> TASK DIRECTIONS: When a line below holds the string "base", show that line.

> THE RECORDS:
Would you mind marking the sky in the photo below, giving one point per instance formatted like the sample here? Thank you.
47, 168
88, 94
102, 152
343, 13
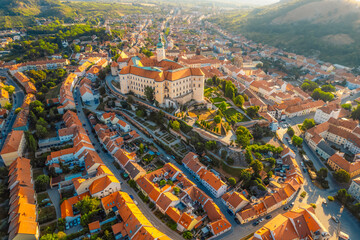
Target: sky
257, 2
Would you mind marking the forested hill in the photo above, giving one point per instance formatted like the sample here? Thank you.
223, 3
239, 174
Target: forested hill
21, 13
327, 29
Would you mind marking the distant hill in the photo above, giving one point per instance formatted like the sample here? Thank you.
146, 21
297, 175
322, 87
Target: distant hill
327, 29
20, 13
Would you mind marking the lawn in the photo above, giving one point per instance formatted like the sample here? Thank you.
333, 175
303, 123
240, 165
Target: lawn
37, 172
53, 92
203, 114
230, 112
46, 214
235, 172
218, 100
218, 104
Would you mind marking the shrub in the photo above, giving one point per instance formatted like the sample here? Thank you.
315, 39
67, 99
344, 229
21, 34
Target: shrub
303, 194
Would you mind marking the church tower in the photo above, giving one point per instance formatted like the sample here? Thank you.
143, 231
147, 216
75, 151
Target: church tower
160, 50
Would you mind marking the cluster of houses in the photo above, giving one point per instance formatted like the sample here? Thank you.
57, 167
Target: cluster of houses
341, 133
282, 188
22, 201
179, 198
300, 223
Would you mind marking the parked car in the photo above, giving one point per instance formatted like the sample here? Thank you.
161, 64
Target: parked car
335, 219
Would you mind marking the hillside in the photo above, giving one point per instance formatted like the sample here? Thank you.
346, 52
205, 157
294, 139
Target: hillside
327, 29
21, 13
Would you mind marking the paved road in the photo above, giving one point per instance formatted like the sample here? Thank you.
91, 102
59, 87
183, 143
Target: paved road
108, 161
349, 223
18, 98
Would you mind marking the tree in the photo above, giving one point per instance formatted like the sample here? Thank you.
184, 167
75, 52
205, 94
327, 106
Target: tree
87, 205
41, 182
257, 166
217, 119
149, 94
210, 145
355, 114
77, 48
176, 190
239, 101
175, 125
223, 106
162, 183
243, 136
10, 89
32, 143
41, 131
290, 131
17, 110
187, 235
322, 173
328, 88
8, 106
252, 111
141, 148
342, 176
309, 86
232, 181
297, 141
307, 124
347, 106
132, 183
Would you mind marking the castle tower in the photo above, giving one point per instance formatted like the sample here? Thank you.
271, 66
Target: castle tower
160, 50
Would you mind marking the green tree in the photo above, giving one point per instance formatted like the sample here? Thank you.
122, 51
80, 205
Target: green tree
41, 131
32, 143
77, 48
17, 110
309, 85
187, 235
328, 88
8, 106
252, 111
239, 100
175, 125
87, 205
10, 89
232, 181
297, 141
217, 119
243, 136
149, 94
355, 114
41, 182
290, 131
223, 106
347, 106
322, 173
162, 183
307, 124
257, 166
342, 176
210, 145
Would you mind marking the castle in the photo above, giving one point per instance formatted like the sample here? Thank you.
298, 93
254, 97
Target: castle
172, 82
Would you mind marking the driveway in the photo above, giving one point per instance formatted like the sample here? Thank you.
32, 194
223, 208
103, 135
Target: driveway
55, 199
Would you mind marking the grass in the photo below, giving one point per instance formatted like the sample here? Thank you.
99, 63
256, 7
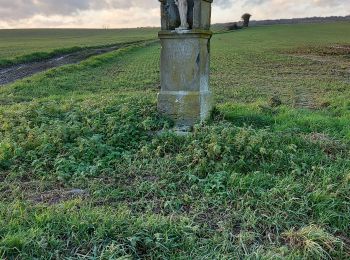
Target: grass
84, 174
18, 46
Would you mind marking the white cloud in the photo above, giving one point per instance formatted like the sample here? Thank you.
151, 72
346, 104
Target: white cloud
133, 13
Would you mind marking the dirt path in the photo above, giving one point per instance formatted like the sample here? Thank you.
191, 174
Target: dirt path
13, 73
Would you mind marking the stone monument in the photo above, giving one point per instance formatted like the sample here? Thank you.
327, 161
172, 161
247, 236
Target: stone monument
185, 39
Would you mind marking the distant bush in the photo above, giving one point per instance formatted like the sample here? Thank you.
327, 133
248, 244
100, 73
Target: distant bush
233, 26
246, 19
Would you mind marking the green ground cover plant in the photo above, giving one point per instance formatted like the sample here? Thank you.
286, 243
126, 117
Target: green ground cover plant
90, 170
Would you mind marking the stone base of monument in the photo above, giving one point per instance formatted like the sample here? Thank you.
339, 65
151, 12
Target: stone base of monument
--
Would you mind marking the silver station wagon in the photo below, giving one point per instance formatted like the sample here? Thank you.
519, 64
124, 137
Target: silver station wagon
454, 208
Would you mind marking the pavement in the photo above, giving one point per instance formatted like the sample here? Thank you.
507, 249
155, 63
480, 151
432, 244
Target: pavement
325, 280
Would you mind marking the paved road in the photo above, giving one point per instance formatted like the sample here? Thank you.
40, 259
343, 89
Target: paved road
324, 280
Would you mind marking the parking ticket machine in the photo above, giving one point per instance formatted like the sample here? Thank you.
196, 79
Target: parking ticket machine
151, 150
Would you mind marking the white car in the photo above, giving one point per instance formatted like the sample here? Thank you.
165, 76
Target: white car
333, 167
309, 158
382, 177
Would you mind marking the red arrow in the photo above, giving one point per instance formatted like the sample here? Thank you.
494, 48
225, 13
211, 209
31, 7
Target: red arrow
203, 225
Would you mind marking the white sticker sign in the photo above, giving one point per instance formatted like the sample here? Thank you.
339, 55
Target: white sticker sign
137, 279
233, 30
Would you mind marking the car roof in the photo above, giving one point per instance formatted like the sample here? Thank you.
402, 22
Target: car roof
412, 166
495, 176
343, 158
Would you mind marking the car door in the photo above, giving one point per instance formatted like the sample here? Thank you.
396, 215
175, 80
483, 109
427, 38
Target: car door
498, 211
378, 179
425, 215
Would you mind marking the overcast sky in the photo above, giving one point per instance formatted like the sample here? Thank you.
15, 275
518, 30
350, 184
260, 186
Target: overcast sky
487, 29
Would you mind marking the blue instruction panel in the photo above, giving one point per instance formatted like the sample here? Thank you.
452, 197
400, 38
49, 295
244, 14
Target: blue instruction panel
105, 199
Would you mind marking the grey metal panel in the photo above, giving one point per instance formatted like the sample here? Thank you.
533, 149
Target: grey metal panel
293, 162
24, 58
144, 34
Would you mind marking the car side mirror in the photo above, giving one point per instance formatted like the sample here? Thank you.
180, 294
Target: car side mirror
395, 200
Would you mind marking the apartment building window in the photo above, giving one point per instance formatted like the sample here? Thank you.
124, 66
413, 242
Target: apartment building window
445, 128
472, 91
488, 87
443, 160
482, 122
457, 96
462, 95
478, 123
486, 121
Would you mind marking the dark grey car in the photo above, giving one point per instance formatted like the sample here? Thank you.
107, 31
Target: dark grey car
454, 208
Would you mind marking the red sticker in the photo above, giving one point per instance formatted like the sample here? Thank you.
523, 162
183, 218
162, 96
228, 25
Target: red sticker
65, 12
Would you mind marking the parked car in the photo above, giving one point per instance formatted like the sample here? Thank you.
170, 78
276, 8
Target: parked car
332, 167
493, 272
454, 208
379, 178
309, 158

> TASK RESPONSE:
Would you mind marking the stone base of monument in the photo above, giving one point per instance formatted like the sample here? Thank you.
Target: stone base of monument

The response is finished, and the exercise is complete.